— start GIVEN RECORDS —

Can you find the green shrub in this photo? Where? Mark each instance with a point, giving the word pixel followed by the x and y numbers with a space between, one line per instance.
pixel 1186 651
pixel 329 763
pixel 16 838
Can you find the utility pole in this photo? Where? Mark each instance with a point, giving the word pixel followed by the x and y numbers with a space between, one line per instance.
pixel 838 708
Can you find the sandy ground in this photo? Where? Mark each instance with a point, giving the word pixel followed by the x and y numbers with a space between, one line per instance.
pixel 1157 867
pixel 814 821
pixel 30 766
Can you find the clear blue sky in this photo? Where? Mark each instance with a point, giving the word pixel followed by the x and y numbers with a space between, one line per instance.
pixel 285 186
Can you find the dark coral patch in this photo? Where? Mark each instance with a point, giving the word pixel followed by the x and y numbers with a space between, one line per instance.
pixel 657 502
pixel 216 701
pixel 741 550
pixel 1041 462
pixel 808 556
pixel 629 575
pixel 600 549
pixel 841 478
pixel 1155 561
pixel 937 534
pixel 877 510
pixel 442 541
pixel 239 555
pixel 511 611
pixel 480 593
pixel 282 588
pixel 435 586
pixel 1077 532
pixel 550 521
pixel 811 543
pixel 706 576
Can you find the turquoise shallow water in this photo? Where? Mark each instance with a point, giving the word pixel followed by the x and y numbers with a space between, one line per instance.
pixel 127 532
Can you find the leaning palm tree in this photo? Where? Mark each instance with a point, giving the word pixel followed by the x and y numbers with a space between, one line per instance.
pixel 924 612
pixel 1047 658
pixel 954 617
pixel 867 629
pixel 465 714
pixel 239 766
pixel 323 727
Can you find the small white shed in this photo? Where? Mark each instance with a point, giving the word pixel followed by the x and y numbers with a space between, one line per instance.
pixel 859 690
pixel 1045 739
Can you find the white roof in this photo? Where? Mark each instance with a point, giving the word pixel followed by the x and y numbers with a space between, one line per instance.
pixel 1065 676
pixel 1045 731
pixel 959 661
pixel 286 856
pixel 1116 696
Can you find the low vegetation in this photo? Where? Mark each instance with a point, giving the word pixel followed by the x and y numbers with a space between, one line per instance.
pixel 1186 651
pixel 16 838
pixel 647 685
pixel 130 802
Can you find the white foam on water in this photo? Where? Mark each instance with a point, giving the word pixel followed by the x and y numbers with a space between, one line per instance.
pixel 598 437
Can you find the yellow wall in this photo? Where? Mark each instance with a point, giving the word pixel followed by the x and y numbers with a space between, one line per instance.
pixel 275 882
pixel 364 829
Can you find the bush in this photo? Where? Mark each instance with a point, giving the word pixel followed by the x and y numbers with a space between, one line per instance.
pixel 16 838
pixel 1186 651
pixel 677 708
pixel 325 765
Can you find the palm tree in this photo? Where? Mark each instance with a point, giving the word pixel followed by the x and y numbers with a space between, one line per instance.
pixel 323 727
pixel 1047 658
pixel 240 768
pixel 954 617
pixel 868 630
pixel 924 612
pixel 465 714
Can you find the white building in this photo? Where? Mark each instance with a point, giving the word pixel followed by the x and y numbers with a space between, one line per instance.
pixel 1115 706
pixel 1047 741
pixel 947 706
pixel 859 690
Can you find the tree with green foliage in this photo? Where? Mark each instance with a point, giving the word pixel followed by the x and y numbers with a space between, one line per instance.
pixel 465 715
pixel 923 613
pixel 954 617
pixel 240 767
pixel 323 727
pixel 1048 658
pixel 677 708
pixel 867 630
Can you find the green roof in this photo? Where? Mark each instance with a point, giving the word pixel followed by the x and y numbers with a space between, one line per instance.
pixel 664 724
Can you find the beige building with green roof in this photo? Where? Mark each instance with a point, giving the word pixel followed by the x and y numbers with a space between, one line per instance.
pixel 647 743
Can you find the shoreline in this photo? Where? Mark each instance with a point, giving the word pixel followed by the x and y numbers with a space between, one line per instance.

— end GIVEN RECORDS —

> _AIM OF THE EXERCISE_
Copy out verbatim the lines among the items above, beginning with the line containing "Can you find the tree" and continuing through the line containing "pixel 867 630", with both of those lines included.

> _FINISHED ANSWER_
Can you find the tree with green foliage in this photo? Where? Mark each instance with a point, giving the word pixel followed by the x and y numbers with a space between, one line per instance.
pixel 465 715
pixel 923 613
pixel 954 617
pixel 240 767
pixel 323 727
pixel 1048 658
pixel 677 708
pixel 867 630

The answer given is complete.